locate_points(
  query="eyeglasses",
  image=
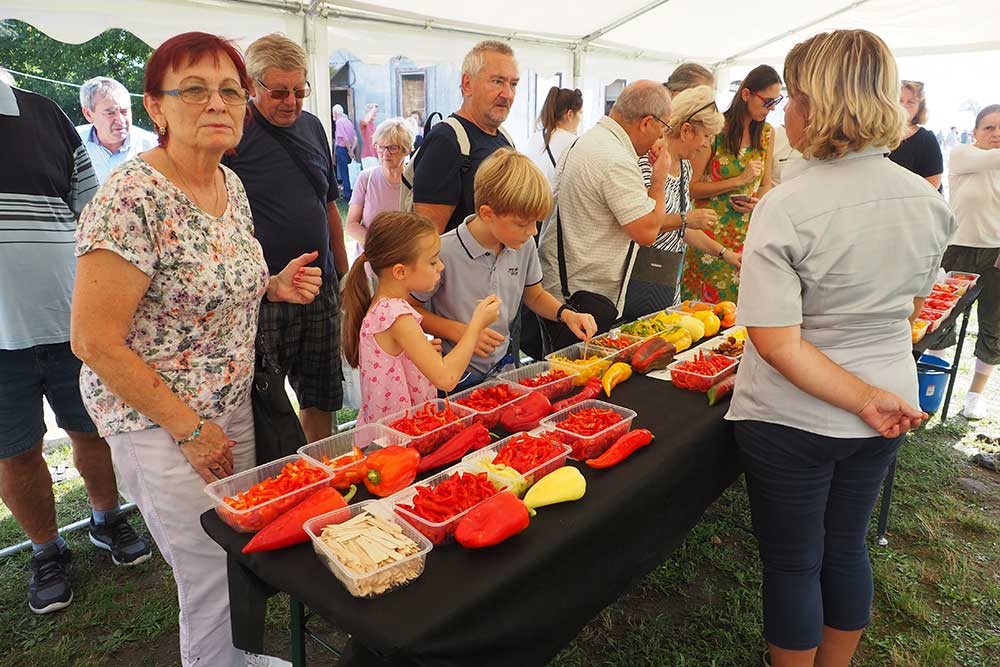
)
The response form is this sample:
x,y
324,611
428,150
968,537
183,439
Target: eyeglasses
x,y
282,93
769,102
201,95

> Work required
Resize the records above by writing out all their lines again, with every answer coordinate multiplied by 1.8 and rounded to a whole number (halves round up), while the numbers in the format sample stay as they are. Leave the pictures out.

> Response to this task
locate_points(
  query="eyeglasses",
  image=
)
The response form is this sample:
x,y
324,611
428,150
968,537
183,439
Target: eyeglasses
x,y
508,167
1384,184
362,171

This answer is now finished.